L’énorme différence avec 1945, c’est que la Wallonie dispose maintenant d’un Parlement légitime, représentatif, élu séparément et directement. Jouissant ainsi de la pleine souveraineté et qui peut décider de se donner la capacité juridique de prendre les décisions institutionnelles engageant l’avenir du Peuple wallon. Cette affirmation politique ne pourrait qu’être reconnue internationalement.
Rationnellement, et en écartant les délires farfelus de type reconstruction des Etats bourguignons ou des anciens Pays Bas, le choix se limiterait à deux possibilités, une union (d’un type à définir) avec un pays voisin accueillant ou l’indépendance.
Un voisin accueillant ?
Excluons d’emblée deux hypothèses qui ont parfois été évoquées : le rattachement à la République fédérale d’Allemagne ou le rattachement au Grand Duché de Luxembourg. L’une comme l’autre ont été réfutées par les responsables politiques de ces deux pays. Tacitement pour la première, publiquement pour la seconde.
Historiquement, la construction de l’identité wallonne jusqu’à la fin de la seconde guerre mondiale a été indissociable de la relation que le Mouvement wallon a entretenue avec la France tant en matière de défense que d’économie. Depuis, certes, les choses ont évolué, mais avec curiosité, maladresse parfois, les médias français essayent d’expliquer ce que la plupart des Belges ne comprennent pas eux-mêmes. L’enjeu est de taille. Un Etat européen voisin, en partie francophone, en principe allié, réputé jusqu’ici politiquement stable si pas conservateur, économiquement évolué, risque de disparaître. Si pas complètement, en tous cas dans sa forme actuelle. Pour la France, les conséquences peuvent être aussi importantes que pour nous.
Cette hypothèse pose logiquement les questions du type de relations que nous pourrions avoir avec la France.
Quels pourraient être les statuts la Wallonie et Bruxelles dans cet Etat que l’on dit « centralisateur à un degré névrotique » ?

_Extrait source_:

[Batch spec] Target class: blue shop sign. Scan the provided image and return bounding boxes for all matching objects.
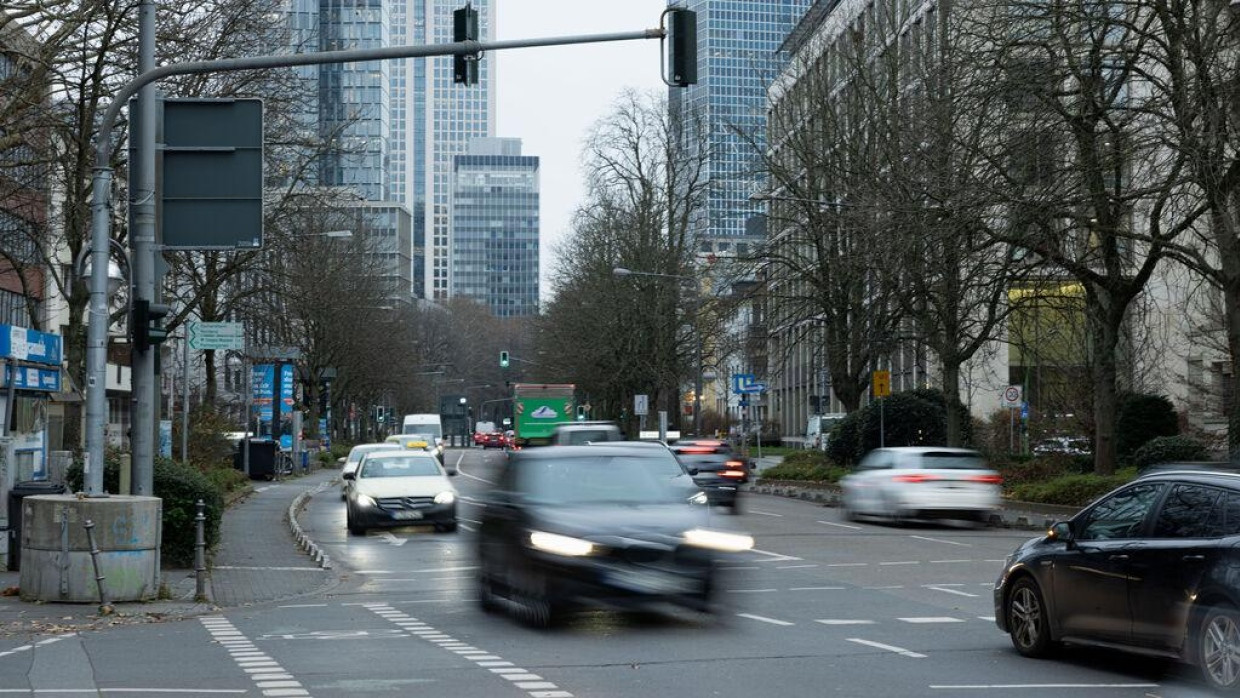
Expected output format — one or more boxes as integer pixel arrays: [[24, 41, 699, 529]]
[[0, 324, 61, 366], [0, 366, 61, 393]]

_Consigne brève 1_: Reproduisez tout le passage du texte sur l'avenir de la Wallonie, de « Historiquement, la construction » jusqu'à « avec la France. ».
_Consigne brève 2_: Poursuivez la rédaction du texte sur l'avenir de la Wallonie à la suite de sa dernière phrase.

_Réponse attendue 1_:
Historiquement, la construction de l’identité wallonne jusqu’à la fin de la seconde guerre mondiale a été indissociable de la relation que le Mouvement wallon a entretenue avec la France tant en matière de défense que d’économie. Depuis, certes, les choses ont évolué, mais avec curiosité, maladresse parfois, les médias français essayent d’expliquer ce que la plupart des Belges ne comprennent pas eux-mêmes. L’enjeu est de taille. Un Etat européen voisin, en partie francophone, en principe allié, réputé jusqu’ici politiquement stable si pas conservateur, économiquement évolué, risque de disparaître. Si pas complètement, en tous cas dans sa forme actuelle. Pour la France, les conséquences peuvent être aussi importantes que pour nous.
Cette hypothèse pose logiquement les questions du type de relations que nous pourrions avoir avec la France.

_Réponse attendue 2_:
L’Histoire nous éclaire. En 1919, l’Alsace et la Lorraine ont réintégré la République, et gardé un certain nombre de dispositions de droit allemand qui étaient favorable et qui sont toujours d’actualité : droit sur la faillite personnelle (depuis élargi à tout le territoire), traitement des membres des clergés, dispositions particulières sur les langues locales (De vraies facilités en quelques sorte…). Pour le reste c’est le Droit français, plus favorable qui s’applique.
Depuis, la Loi de Décentralisation de 1982 a organisé un transfert de compétences de l’État à des institutions distinctes de lui : les collectivités territoriales, parmi lesquelles les régions. Celles-ci bénéficient ainsi d’un pouvoir politique, une certaine autonomie de décision et de leur propre budget (principe de libre administration). Sous la surveillance d’un représentant de l’État (l’autorité de tutelle) qui n’est pas un supérieur hiérarchique, mais vérifie simplement la légalité des actes émis par ces collectivités.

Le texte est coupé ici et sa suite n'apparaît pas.